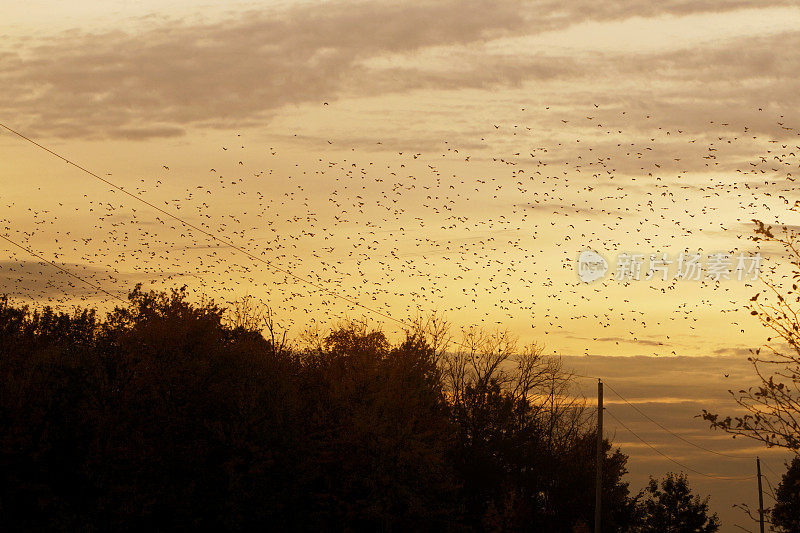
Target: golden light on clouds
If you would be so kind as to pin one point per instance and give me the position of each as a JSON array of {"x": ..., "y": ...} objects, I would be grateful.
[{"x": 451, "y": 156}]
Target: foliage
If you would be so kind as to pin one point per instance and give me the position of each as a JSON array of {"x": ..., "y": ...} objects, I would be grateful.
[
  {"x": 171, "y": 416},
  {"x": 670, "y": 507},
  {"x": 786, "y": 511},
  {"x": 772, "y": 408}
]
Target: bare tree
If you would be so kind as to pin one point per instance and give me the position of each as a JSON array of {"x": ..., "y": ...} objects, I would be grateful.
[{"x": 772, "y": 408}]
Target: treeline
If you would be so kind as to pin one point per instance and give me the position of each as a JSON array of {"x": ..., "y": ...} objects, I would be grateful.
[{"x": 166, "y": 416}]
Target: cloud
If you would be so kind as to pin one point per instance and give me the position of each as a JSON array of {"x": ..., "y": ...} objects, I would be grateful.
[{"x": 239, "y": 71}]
==
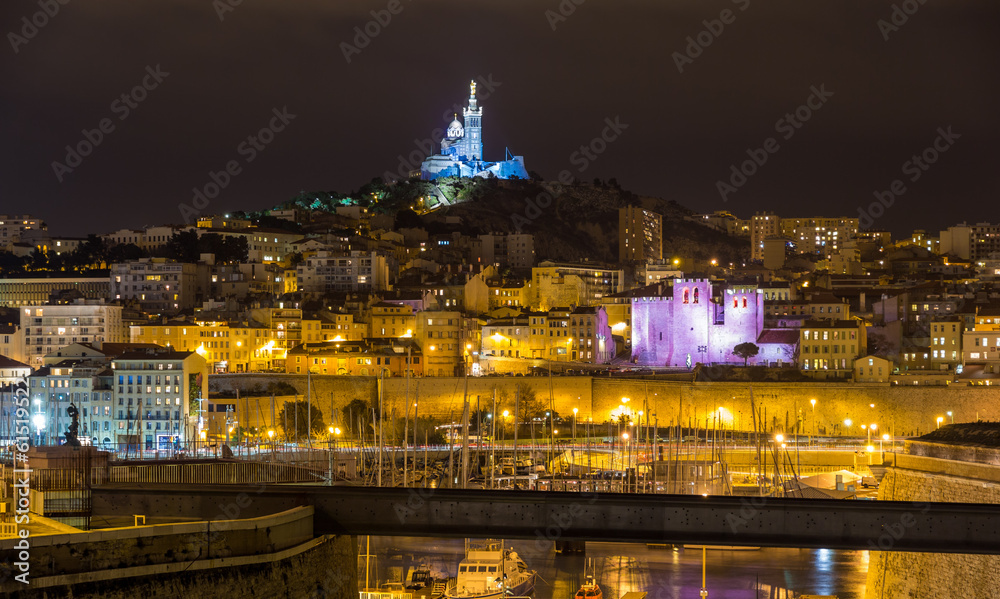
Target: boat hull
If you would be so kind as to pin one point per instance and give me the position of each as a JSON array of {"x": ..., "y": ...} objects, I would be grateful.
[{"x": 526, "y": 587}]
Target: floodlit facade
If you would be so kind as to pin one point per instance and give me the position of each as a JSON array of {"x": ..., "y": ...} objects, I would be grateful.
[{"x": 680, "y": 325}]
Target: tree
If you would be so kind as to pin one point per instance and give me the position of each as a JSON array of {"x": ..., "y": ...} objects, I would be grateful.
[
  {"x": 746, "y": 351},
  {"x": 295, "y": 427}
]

[Task directions]
Locate every line in the rows above that contains the word "Target" and copy each one out.

[Exercise solution]
Target: golden light on clouds
Target: foliage
Target: bare tree
Target: treeline
Target: cloud
Target: boat hull
Target: floodlit facade
Target: tree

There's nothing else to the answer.